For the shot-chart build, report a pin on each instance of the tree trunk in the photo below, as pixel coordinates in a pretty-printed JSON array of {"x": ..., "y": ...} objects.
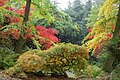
[
  {"x": 21, "y": 40},
  {"x": 114, "y": 47}
]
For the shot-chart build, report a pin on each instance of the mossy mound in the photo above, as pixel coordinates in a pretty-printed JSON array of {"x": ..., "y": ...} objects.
[{"x": 56, "y": 60}]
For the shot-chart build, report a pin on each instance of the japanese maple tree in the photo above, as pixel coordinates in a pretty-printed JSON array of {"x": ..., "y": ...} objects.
[{"x": 17, "y": 22}]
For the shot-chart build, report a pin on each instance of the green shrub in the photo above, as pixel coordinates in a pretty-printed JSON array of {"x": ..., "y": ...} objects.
[
  {"x": 7, "y": 58},
  {"x": 56, "y": 60}
]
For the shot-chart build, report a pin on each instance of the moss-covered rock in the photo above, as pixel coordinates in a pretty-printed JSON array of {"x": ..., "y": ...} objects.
[
  {"x": 115, "y": 74},
  {"x": 56, "y": 60}
]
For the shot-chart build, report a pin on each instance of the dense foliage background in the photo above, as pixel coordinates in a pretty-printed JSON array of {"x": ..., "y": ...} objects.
[{"x": 37, "y": 37}]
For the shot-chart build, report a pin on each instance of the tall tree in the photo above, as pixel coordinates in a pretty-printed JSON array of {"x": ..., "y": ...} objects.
[
  {"x": 79, "y": 13},
  {"x": 107, "y": 29}
]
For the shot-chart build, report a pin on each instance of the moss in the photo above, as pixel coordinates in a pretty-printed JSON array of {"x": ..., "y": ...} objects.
[{"x": 56, "y": 60}]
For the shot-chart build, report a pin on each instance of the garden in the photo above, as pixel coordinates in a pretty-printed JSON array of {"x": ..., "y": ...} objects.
[{"x": 41, "y": 41}]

═══

**EXERCISE DESCRIPTION:** Each record above should come back exactly the same, only without its pictures.

**YOUR SOLUTION:**
For the shot-chart build, report a pin on each instance of the tree trunk in the photo below, as pixel coordinates in a pretty-printed JSON array of {"x": ..., "y": ...} objects.
[
  {"x": 21, "y": 40},
  {"x": 114, "y": 47}
]
For the shot-chart build, report a pin on each instance of the mossy mound in the photo above, as pixel coordinates in a pretty-printed JSON array of {"x": ..., "y": ...} objects.
[{"x": 56, "y": 60}]
For the shot-chart build, report a pin on each instance of the japanese maple tree in the photo above, as pixel coordinates in a pretty-printed JSON array of {"x": ..., "y": ...} objects.
[{"x": 17, "y": 22}]
For the shot-chart build, report a pin on each instance of the green shrub in the photo above, as pixel coordinates in a pretty-printed JSON array of {"x": ..., "y": ...} objects.
[
  {"x": 7, "y": 58},
  {"x": 56, "y": 60}
]
For the shot-chart build, report a pin on each instance of the moss-covered rock in the photo above, as pixel coordinates in a pretty-printed JSON array of {"x": ..., "y": ...} objects.
[
  {"x": 115, "y": 74},
  {"x": 56, "y": 60}
]
For the shot-chart build, report a pin on each instance of the dense foliage background in the photo above, as pixel coordinates in a pretty-printed JSON array of {"x": ..., "y": ...} objects.
[{"x": 37, "y": 37}]
For the shot-chart build, report a pin on each instance of the tall tree in the photo above, as pixel coordinates in a pretty-printed JSON array of {"x": ..., "y": ...} objects.
[
  {"x": 79, "y": 13},
  {"x": 107, "y": 29}
]
For the shot-chart build, report a pin on each instance of the moss in the photo above, as pixel coordinates in a pretty-printed JSON array of {"x": ..., "y": ...} objects.
[{"x": 56, "y": 60}]
For the shot-chart build, report a pin on each instance of the garden in the photo above, as pixel coordinates in a pretty-printed JSON array of {"x": ..., "y": ...} objects.
[{"x": 41, "y": 41}]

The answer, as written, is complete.